Contour labeling entries
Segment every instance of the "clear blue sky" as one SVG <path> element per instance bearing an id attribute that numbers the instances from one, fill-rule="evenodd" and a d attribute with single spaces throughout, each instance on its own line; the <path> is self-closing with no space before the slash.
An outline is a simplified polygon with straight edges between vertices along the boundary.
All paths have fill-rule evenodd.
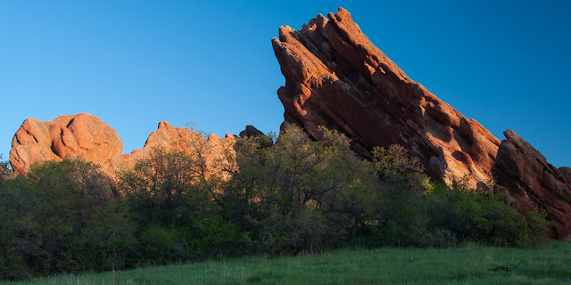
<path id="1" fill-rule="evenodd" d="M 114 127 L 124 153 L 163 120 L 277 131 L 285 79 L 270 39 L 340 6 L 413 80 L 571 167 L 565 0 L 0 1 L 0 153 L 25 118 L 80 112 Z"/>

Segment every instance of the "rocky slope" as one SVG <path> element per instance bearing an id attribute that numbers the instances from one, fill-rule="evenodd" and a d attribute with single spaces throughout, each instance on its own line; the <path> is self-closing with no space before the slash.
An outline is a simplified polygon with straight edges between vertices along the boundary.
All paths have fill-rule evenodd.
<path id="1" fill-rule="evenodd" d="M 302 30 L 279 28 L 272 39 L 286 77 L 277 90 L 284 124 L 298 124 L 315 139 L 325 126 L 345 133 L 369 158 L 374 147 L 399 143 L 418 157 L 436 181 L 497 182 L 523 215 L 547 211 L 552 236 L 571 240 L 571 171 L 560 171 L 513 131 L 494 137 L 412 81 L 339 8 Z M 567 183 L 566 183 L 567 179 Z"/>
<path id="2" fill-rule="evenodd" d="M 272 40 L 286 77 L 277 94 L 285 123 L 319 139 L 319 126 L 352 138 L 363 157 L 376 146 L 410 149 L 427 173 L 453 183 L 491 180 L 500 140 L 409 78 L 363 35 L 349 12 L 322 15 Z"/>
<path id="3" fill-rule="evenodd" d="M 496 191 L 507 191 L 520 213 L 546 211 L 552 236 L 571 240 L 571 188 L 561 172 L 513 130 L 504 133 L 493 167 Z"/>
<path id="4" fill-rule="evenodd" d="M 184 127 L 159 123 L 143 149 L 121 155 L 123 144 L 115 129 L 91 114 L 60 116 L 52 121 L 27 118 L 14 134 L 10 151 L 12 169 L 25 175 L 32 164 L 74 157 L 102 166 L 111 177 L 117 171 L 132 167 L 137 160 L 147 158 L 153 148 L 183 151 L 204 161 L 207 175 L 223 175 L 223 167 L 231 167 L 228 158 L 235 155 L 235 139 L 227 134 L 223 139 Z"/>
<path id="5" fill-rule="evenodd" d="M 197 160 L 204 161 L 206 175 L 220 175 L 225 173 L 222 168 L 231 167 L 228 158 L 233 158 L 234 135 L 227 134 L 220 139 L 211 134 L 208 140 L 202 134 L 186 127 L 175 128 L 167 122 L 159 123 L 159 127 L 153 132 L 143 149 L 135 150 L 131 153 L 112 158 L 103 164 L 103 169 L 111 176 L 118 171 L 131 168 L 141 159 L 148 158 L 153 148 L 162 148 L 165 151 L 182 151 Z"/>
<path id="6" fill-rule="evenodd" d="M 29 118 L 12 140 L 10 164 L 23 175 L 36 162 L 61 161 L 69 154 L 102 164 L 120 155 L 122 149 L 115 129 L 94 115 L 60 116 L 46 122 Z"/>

---

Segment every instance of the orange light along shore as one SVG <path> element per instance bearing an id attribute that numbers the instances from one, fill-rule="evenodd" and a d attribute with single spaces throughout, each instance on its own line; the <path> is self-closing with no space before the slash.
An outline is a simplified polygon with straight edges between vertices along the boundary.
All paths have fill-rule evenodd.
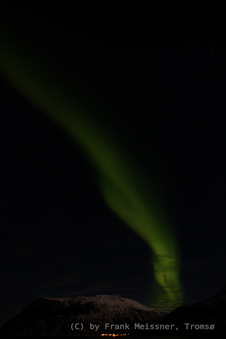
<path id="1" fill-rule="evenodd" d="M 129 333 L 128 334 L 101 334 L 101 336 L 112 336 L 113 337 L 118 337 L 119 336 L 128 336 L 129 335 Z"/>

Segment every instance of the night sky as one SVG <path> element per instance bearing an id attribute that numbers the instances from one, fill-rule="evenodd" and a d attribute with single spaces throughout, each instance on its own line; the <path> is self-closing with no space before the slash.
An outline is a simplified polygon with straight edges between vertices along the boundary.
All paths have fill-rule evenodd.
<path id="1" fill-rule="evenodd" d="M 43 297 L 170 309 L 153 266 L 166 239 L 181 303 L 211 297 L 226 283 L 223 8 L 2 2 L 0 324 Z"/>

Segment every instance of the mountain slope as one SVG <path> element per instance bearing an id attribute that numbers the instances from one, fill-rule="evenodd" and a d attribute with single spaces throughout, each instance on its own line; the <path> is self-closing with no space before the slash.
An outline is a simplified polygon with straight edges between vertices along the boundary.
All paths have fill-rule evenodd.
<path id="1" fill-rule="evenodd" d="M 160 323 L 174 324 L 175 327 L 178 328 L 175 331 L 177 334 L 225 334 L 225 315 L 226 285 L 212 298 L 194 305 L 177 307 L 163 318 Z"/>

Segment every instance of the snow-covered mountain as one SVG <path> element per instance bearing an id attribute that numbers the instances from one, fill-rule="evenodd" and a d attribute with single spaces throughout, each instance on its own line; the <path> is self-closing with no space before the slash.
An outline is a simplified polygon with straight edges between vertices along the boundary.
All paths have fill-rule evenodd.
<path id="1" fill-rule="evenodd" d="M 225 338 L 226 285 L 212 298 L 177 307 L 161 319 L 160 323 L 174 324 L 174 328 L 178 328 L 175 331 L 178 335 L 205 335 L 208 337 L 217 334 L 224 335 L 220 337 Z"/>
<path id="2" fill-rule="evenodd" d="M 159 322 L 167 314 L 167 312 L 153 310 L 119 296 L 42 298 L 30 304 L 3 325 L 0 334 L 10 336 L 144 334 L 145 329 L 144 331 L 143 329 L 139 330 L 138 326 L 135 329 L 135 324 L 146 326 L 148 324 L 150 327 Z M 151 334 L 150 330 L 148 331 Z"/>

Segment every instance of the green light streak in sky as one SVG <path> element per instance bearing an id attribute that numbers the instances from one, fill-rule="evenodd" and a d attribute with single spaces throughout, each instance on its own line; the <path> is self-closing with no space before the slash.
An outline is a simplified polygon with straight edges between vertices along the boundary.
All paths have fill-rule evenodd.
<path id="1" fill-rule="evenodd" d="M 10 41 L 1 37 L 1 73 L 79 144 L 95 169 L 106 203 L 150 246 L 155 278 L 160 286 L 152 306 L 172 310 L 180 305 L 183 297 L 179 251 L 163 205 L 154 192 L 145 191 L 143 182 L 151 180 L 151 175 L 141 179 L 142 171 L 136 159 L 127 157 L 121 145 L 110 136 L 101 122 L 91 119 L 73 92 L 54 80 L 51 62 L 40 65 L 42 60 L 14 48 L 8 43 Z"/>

_DO THIS_. Reproduce the data verbatim from the line with "Segment every instance of the orange" to the line with "174 324 L 175", both included. Omit the pictures.

_SOLUTION BELOW_.
Segment every instance of the orange light along shore as one SVG <path> element per instance bearing an id attribute that numbers the instances from one, fill-rule="evenodd" and a d attribute with single spaces throughout, each instance on its own line; the <path> is self-closing with no space before the slash.
An outline is a simplified polygon with straight edges between vertices along the boundary.
All paths have fill-rule evenodd.
<path id="1" fill-rule="evenodd" d="M 129 333 L 128 334 L 101 334 L 101 336 L 112 336 L 113 337 L 118 337 L 119 336 L 128 336 L 129 335 Z"/>

Segment every instance of the night sky as one SVG <path> element per instance bearing an id attribute that numbers the instances from one, fill-rule="evenodd" and a d attribute with single spaces throughout, each instance on its own line; the <path> is self-closing with no space before the slash.
An outline is a simplified polygon with straight edges between vertices along the boundary.
All paths have fill-rule evenodd.
<path id="1" fill-rule="evenodd" d="M 43 297 L 170 309 L 153 266 L 166 239 L 181 303 L 211 297 L 226 283 L 223 8 L 2 2 L 0 324 Z"/>

Segment every instance of the mountain slope as one SVG <path> element per instance bearing an id attribute that numbers the instances from one, fill-rule="evenodd" and a d attribute with single spaces throughout, each instance on its own line; the <path> is self-closing with no space before the slash.
An outline is a simplified polygon with straight edges between vertices along the boundary.
All paths have fill-rule evenodd.
<path id="1" fill-rule="evenodd" d="M 160 323 L 174 324 L 175 327 L 178 328 L 175 331 L 177 334 L 225 334 L 225 315 L 226 285 L 212 298 L 194 305 L 177 307 L 163 318 Z"/>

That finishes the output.